Point placement records:

════

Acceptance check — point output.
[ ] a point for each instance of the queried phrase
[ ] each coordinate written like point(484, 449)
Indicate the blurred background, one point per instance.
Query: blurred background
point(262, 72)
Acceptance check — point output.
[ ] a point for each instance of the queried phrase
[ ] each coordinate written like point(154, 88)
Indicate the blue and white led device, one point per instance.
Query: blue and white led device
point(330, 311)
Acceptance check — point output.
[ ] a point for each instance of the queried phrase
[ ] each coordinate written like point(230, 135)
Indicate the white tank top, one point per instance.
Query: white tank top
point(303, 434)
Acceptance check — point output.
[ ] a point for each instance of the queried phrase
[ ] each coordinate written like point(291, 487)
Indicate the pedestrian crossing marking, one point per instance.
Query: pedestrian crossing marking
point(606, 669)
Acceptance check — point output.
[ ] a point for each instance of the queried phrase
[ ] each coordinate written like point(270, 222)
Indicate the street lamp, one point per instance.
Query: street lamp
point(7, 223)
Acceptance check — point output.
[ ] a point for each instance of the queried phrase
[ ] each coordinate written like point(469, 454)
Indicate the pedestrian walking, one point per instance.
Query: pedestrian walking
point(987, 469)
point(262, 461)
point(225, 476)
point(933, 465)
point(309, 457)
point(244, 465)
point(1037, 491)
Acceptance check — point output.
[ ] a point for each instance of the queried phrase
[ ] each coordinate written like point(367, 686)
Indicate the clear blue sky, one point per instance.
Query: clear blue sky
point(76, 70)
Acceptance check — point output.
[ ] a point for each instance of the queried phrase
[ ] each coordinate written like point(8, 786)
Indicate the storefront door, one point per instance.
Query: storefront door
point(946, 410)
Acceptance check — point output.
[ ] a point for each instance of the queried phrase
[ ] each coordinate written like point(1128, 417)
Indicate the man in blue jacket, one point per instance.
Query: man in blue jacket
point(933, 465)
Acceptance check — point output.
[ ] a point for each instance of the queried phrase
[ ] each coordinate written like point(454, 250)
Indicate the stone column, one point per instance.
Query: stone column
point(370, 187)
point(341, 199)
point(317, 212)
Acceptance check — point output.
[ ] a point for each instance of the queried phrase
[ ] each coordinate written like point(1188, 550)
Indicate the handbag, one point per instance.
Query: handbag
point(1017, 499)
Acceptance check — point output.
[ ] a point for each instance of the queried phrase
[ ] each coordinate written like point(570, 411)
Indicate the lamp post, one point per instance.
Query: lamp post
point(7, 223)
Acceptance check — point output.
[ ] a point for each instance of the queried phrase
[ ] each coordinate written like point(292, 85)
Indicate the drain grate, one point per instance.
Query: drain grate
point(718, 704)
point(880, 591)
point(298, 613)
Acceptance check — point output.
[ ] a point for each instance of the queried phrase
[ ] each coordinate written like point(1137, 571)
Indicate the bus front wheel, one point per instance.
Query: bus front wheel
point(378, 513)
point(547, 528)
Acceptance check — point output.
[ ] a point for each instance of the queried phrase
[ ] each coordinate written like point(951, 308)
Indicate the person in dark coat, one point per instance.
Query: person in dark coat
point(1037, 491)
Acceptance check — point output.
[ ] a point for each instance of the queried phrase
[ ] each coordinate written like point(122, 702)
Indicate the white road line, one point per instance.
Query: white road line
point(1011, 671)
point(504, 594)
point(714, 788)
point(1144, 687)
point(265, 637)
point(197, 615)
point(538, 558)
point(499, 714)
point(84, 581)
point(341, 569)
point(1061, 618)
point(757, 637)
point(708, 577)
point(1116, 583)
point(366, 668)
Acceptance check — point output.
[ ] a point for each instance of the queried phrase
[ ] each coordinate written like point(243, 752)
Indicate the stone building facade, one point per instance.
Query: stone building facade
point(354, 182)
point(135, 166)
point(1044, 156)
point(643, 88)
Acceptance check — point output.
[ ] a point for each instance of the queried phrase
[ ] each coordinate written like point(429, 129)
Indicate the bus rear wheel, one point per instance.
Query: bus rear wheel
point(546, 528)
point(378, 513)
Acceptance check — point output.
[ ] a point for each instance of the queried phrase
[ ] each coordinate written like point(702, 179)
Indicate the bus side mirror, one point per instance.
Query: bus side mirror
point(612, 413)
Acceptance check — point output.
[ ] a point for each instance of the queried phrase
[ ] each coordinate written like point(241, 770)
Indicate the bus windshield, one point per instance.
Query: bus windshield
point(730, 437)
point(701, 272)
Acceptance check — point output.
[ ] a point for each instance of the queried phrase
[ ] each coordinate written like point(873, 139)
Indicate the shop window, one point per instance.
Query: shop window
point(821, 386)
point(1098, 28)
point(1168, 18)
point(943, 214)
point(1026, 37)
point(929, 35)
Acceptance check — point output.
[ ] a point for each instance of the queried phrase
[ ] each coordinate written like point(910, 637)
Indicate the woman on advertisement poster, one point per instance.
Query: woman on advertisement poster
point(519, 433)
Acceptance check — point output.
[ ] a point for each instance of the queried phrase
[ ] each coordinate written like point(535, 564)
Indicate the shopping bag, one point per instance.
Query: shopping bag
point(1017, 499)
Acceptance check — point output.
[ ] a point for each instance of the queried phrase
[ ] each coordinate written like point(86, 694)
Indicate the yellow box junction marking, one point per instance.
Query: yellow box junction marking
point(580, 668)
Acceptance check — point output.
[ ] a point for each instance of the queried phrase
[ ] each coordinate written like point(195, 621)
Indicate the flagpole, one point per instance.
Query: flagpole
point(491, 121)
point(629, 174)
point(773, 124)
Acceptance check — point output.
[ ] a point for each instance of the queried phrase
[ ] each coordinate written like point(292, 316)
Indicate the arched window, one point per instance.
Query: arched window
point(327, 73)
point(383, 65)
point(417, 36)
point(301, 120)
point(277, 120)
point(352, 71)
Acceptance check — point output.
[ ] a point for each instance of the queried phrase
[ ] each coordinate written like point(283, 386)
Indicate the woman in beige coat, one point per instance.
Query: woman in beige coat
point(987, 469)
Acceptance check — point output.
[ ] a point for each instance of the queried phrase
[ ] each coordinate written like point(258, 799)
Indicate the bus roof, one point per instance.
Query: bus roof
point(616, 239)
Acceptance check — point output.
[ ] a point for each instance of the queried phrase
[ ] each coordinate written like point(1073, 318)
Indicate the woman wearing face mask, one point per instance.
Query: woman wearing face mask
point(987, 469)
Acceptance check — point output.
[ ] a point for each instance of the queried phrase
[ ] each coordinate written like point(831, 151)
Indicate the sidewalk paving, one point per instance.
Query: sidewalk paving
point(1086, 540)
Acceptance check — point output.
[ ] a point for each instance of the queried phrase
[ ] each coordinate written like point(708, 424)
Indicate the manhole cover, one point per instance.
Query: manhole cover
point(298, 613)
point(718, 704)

════

SET EXERCISE >> Return every line of the material exactly.

TASK RESULT >>
Acceptance check — point output.
[ ] a point for each instance of the queried phrase
[ ] each coordinate written like point(484, 449)
Indicate the blurred background, one point per instance.
Query: blurred background
point(262, 72)
Acceptance check — point output.
[ ] a point for each instance of the queried phrase
[ ] each coordinate written like point(154, 88)
Indicate the blue and white led device, one point per instance.
Query: blue and white led device
point(330, 311)
Acceptance check — point output.
[ ] a point for each instance of the queried phrase
[ ] each coordinate written like point(230, 135)
Indicate the white tank top, one point per instance.
Query: white tank top
point(303, 434)
Acceptance check — point output.
[ ] a point for each instance of the queried phrase
[ ] each coordinate written like point(291, 487)
Indicate the pedestrian crossing marking, one point per instance.
Query: pedestrian crossing marking
point(606, 669)
Acceptance check — point output.
[ ] a point for each instance of the queried phrase
[ ] each coordinate written like point(270, 222)
Indicate the street lamp, one point per instance.
Query: street lamp
point(7, 223)
Acceptance check — point output.
[ ] a point for each instance of the queried phrase
[ ] each coordinate written like point(469, 454)
Indicate the pedestrian walking, one point per instance.
Query: pedestrian walking
point(987, 469)
point(262, 461)
point(225, 476)
point(933, 465)
point(309, 457)
point(244, 465)
point(1037, 491)
Acceptance check — point output.
[ ] a point for each instance of the queried phrase
[ ] each coordinate written like point(367, 686)
Indicate the clear blue sky, one point per instance.
Query: clear blue sky
point(76, 70)
Acceptance check — point output.
[ ] a point for each instance of the queried phrase
[ ] each coordinate written like point(8, 786)
Indicate the storefront door, one point per instance.
Query: storefront door
point(946, 410)
Acceptance check — point output.
[ ] a point for each instance of the queried phrase
[ ] each coordinate written like point(1128, 417)
Indicate the man in blue jacket, one point per instance.
Query: man in blue jacket
point(933, 465)
Acceptance check — point output.
[ ] a point for each instance of the queried phrase
[ ] each coordinate written like point(454, 250)
Indicate the stone column, one point per instance.
Query: stone column
point(370, 187)
point(341, 199)
point(317, 212)
Acceptance check — point output.
[ ] a point for each instance of the queried phrase
[ ] each coordinate written like point(1188, 550)
Indicate the handbag, one point per instance.
Query: handbag
point(1017, 499)
Acceptance check — point output.
[ ] a point for each instance of the queried phrase
[ ] each coordinate written like point(570, 411)
Indicate the lamp post, one point per instance.
Query: lamp post
point(7, 223)
Acceptance check — point output.
[ ] a point for each instance of the queried phrase
[ ] each coordinate written like point(292, 85)
Indicate the drain grate, one point per instance.
Query: drain grate
point(718, 704)
point(880, 591)
point(298, 613)
Acceptance check — point output.
[ ] a point for each instance of the queried phrase
[ ] each coordinate written like point(1137, 571)
Indicate the bus front wheel, one point per instance.
Query: bus front wheel
point(378, 513)
point(547, 528)
Acceptance check — point output.
[ ] a point for each instance of the queried phrase
[ ] each coordinate written like point(951, 308)
Indicate the person in dark coat, one point per instance.
Query: person in dark coat
point(1037, 491)
Acceptance check — point output.
[ ] a point for each instance of the queried phrase
[ ] each coordinate written like point(122, 702)
Indicate the white road line, one point per instance.
Query: white road line
point(1011, 671)
point(504, 594)
point(714, 788)
point(1144, 687)
point(265, 637)
point(197, 615)
point(538, 558)
point(499, 714)
point(84, 581)
point(341, 569)
point(1061, 618)
point(757, 637)
point(708, 577)
point(1116, 583)
point(366, 668)
Acceptance check — point output.
[ ] a point for each instance of the queried phrase
[ ] each coordinate written like point(243, 752)
Indicate the stone building facade, one point per instance.
Query: stone building facade
point(354, 182)
point(135, 166)
point(1044, 156)
point(643, 88)
Acceptance check — point output.
[ ] a point for each instance of the queried phrase
[ ] each coordinate written like point(429, 129)
Indicate the bus rear wheel, one point per instance.
Query: bus rear wheel
point(546, 528)
point(378, 513)
Acceptance check — point output.
[ ] a point for each instance of the queried phrase
[ ] each coordinate written like point(702, 179)
Indicate the bus side mirror, one point per instance.
Query: bus side mirror
point(612, 413)
Acceptance check — point output.
[ ] a point for each instance of the queried phrase
[ ] each coordinate written like point(241, 770)
Indicate the bus windshield, one point per instance.
Query: bus windshield
point(730, 437)
point(701, 272)
Acceptance check — point output.
[ ] a point for each instance of the queried phrase
[ ] each coordinate written like point(873, 139)
Indicate the shop window, one point per instance.
Query: shop window
point(821, 386)
point(1098, 28)
point(1168, 18)
point(943, 214)
point(1026, 37)
point(929, 35)
Acceptance check — point output.
[ ] a point for each instance of the queried phrase
[ ] each coordinate written like point(910, 637)
Indicate the woman on advertisement poster, one point per instance.
Query: woman on advertisement poster
point(519, 433)
Acceptance check — point output.
[ ] a point for each instance of the queried phrase
[ ] each coordinate written like point(535, 564)
Indicate the shopping bag, one point per instance.
Query: shopping bag
point(1017, 499)
Acceptance check — point output.
[ ] a point for each instance of the queried phrase
[ ] each coordinate written like point(86, 694)
Indicate the yellow box junction marking, one point per instance.
Query: yellow box junction marking
point(580, 668)
Acceptance check — point output.
[ ] a point for each instance of the queried phrase
[ ] each coordinate written like point(195, 621)
Indicate the flagpole, one point per instance.
Query: flagpole
point(491, 121)
point(629, 174)
point(773, 124)
Acceptance check — point output.
[ ] a point for each instance of the queried phrase
[ ] each coordinate written like point(292, 316)
Indicate the arched window, one point per instance.
Query: arched window
point(327, 73)
point(383, 65)
point(417, 36)
point(301, 120)
point(277, 120)
point(352, 71)
Acceptance check — point output.
[ ] a point for each instance of the queried phrase
[ ] each coordinate written like point(283, 386)
Indicate the woman in beige coat, one point per instance.
Query: woman in beige coat
point(987, 469)
Acceptance check — point output.
[ ] a point for each instance of the queried phrase
[ ] each coordinate written like point(258, 799)
Indicate the bus roof, one point per instance.
Query: bus roof
point(616, 239)
Acceptance check — point output.
[ ] a point for each instance of the queried phrase
[ ] each coordinate written like point(1073, 318)
Indicate the woman wearing face mask, one point per instance.
Query: woman wearing face mask
point(987, 469)
Acceptance check — point output.
[ ] a point for each instance of the queried phrase
[ ] each coordinate written like point(831, 151)
Indicate the sidewalk paving, one point per instance.
Query: sidewalk paving
point(1086, 540)
Acceptance check — point output.
[ ] a point for each instance of the queried phrase
[ ] each coordinate written like point(708, 424)
Indicate the manhole cover, one point per instance.
Query: manhole cover
point(298, 613)
point(718, 704)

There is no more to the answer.